PROBLEM REQUIREMENTS: Please output every line of the listing below as a numbered list, skipping blank lines and leaving out the pictures.
-.-.-
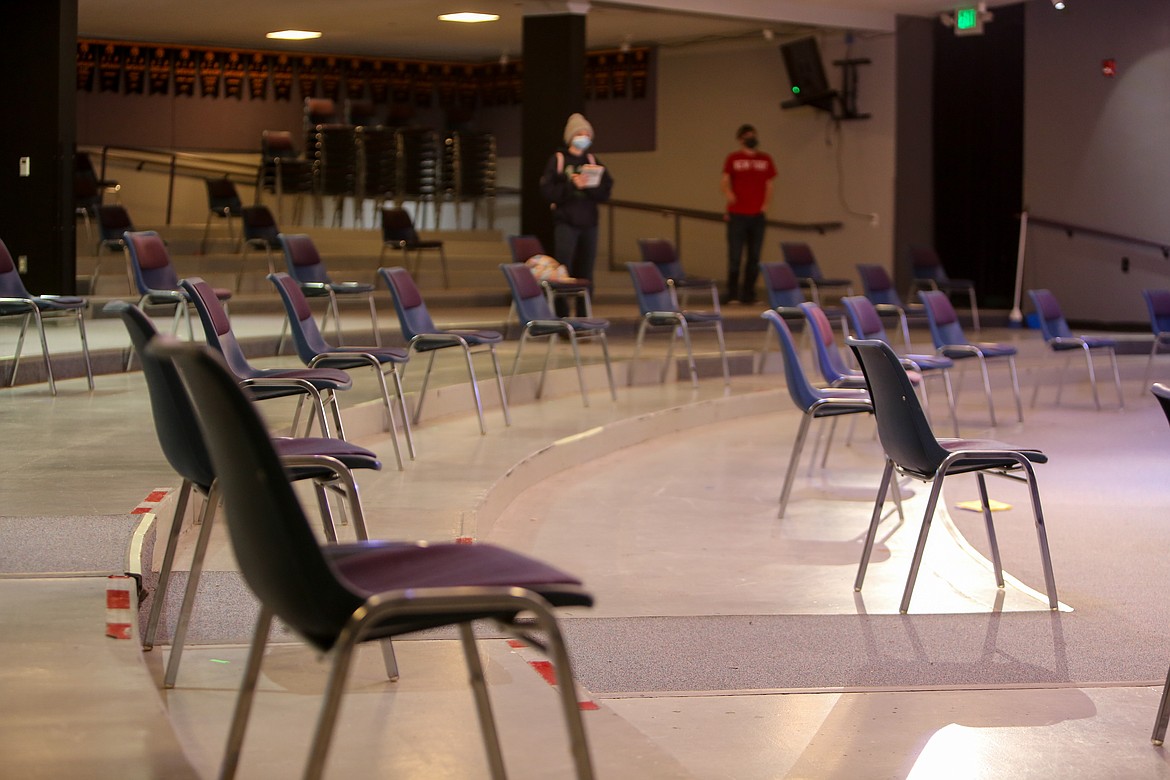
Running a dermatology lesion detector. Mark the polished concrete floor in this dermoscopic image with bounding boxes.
[0,312,1170,779]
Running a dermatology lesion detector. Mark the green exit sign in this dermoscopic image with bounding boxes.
[955,7,989,35]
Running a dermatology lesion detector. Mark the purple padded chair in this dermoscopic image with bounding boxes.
[0,241,94,395]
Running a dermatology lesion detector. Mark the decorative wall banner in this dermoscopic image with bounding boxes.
[273,54,293,102]
[199,49,223,97]
[223,51,248,101]
[97,43,122,92]
[146,46,172,95]
[247,51,268,101]
[77,41,97,92]
[174,49,199,97]
[77,40,651,109]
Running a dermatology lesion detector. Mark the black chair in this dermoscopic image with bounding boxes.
[378,206,450,288]
[268,274,414,471]
[152,341,593,778]
[848,339,1060,614]
[105,301,381,688]
[199,177,243,254]
[780,241,853,306]
[1147,381,1170,747]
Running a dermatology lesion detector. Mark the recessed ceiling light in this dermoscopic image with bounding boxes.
[439,11,500,23]
[266,29,321,41]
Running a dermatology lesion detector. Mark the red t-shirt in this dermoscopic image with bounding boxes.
[723,149,776,214]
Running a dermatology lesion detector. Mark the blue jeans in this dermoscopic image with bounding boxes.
[727,214,765,303]
[552,222,597,317]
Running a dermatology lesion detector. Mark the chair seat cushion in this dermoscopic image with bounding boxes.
[273,436,381,474]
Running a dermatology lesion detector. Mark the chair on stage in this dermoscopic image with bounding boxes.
[500,263,618,406]
[105,301,383,688]
[378,268,511,434]
[849,339,1060,614]
[1027,290,1126,409]
[0,241,94,397]
[780,241,853,306]
[761,309,873,518]
[626,262,731,388]
[151,339,593,779]
[268,274,414,471]
[841,295,958,436]
[908,244,982,331]
[1142,289,1170,385]
[277,233,381,352]
[180,276,352,439]
[378,203,450,288]
[858,263,914,352]
[638,239,720,312]
[199,177,243,254]
[918,290,1024,427]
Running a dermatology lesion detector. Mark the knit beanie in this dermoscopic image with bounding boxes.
[565,113,593,146]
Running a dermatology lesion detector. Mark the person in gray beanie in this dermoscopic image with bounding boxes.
[541,113,613,317]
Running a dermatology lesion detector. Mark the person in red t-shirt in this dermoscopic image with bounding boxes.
[722,125,776,303]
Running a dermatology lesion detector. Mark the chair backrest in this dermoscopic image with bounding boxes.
[841,295,889,344]
[1027,290,1073,341]
[918,290,970,350]
[280,233,329,284]
[378,265,439,340]
[180,276,256,378]
[1142,289,1170,336]
[858,263,906,309]
[151,338,363,649]
[780,241,824,279]
[626,262,679,316]
[848,339,947,476]
[125,230,179,295]
[638,239,686,279]
[240,206,281,248]
[800,302,856,384]
[761,309,824,412]
[204,178,243,216]
[268,274,333,364]
[105,301,215,492]
[907,243,949,282]
[500,263,560,325]
[97,203,135,241]
[381,206,419,244]
[759,263,804,309]
[508,235,544,263]
[0,240,33,298]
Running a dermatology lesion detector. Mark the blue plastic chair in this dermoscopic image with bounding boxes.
-.-.-
RESULT:
1. Running a dermatology lesion detector. Mark the polished concrete floor in this dermoscopic image with bounding boxes.
2. [0,312,1170,779]
3. Running a dermatology lesion detector. Mark the green exit sign in this dermoscopic image with bounding boxes.
4. [955,7,989,35]
5. Running a dermatology lesion detector. Mark the purple padded chair in this dermoscopic image with bounding boxes.
6. [0,241,94,395]
7. Running a dermatology lesion detector. Mark the decorative wall banner in this dermoscopic image with bounding boxes.
8. [273,54,293,102]
9. [199,49,223,97]
10. [223,51,248,101]
11. [97,43,122,92]
12. [146,46,172,95]
13. [247,51,268,101]
14. [77,41,97,92]
15. [174,49,199,97]
16. [77,40,651,109]
17. Running a dermatology lesion detector. Mark the black chair in this dermoscopic image with bounding boxes.
18. [378,206,450,288]
19. [268,274,414,471]
20. [152,341,593,778]
21. [848,339,1060,614]
22. [105,301,381,688]
23. [199,177,243,254]
24. [780,241,853,306]
25. [1147,381,1170,747]
26. Running a dermatology lesion detector. Mark the recessed ceiling light in this dermoscopic image with bounding boxes.
27. [439,11,500,23]
28. [266,29,321,41]
29. Running a dermatology lesion detector. Mark the red t-shirt in this dermoscopic image with bounding boxes.
30. [723,149,776,214]
31. Running a dermatology lesion detector. Mark the blue jeans in this dermoscopic image with bounding boxes.
32. [727,214,765,303]
33. [552,222,597,317]
34. Running a dermatology lesion detector. Mark the chair seat cushion in this dermoscopic image with bounding boxes.
35. [273,436,381,474]
36. Running a dermatology lesion detector. Mark the chair on stage in this dermoscopic image with bounding boxes.
37. [500,263,618,406]
38. [105,301,383,688]
39. [378,268,511,434]
40. [849,339,1060,614]
41. [1027,290,1126,409]
42. [0,241,94,397]
43. [780,241,853,306]
44. [761,309,873,518]
45. [626,262,731,388]
46. [151,339,593,779]
47. [268,274,414,471]
48. [841,295,958,436]
49. [908,244,982,331]
50. [1142,289,1170,385]
51. [277,233,381,352]
52. [180,276,352,439]
53. [378,203,450,288]
54. [858,263,914,352]
55. [638,239,720,312]
56. [199,177,243,254]
57. [918,290,1024,427]
58. Running a dermatology lesion detector. Mark the knit beanie in this dermoscopic image with bounding boxes.
59. [565,113,593,146]
60. Running a dermatology lesion detector. Mark the person in gray beanie in this dermoscopic image with bounding boxes.
61. [541,113,613,317]
62. Running a dermatology lesion detector. Mark the person in red t-shirt in this dermoscopic image with bounding boxes.
63. [722,125,776,303]
64. Running a dermatology lesion detector. Mark the chair backrest in this dermoscopic image with bounding boxes.
65. [841,295,889,344]
66. [1027,290,1073,341]
67. [918,290,970,350]
68. [280,233,329,284]
69. [378,265,439,340]
70. [180,276,256,378]
71. [1142,289,1170,336]
72. [858,263,906,309]
73. [151,338,363,649]
74. [780,241,824,279]
75. [626,262,679,316]
76. [848,339,947,476]
77. [125,230,179,295]
78. [638,239,686,279]
79. [240,206,281,248]
80. [800,302,856,384]
81. [761,309,824,412]
82. [204,178,243,216]
83. [268,274,333,364]
84. [105,301,215,492]
85. [907,243,949,282]
86. [500,263,560,325]
87. [97,203,135,241]
88. [381,206,419,244]
89. [759,263,804,309]
90. [508,235,544,263]
91. [0,240,33,298]
92. Running a dermatology lesion detector. Mark the blue plastic chair in this dermoscopic image with bounding boxes.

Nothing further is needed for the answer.